> [Task] Would you please transcribe the records below from the line with "positive clicks: (58, 518)" through their final line, exactly and with no other lines?

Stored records
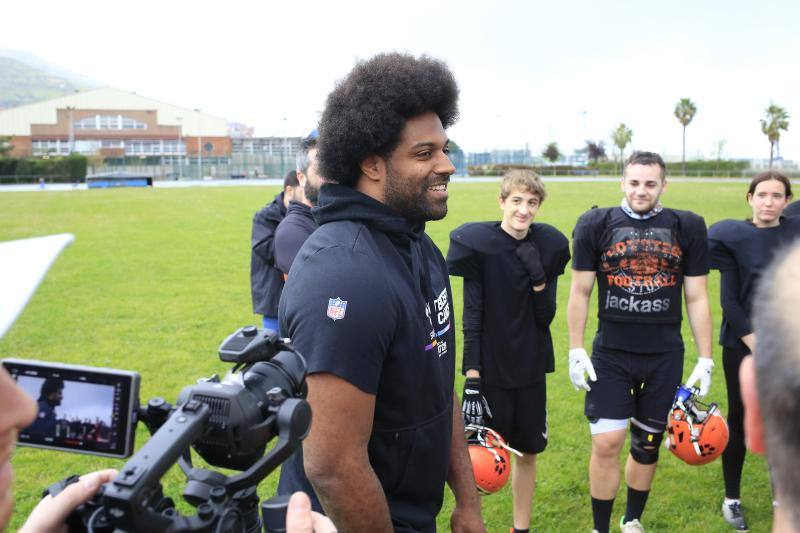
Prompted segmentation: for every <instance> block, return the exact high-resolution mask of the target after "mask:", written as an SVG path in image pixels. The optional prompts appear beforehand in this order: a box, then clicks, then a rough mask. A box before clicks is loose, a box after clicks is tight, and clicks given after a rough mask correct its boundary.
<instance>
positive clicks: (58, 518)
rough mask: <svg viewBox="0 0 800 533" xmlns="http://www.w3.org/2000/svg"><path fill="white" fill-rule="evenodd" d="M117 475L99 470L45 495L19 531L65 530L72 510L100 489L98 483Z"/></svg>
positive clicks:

> [Written answer]
positive clicks: (58, 518)
rough mask: <svg viewBox="0 0 800 533" xmlns="http://www.w3.org/2000/svg"><path fill="white" fill-rule="evenodd" d="M117 475L99 470L45 495L19 531L65 530L72 510L100 489L98 483Z"/></svg>
positive clicks:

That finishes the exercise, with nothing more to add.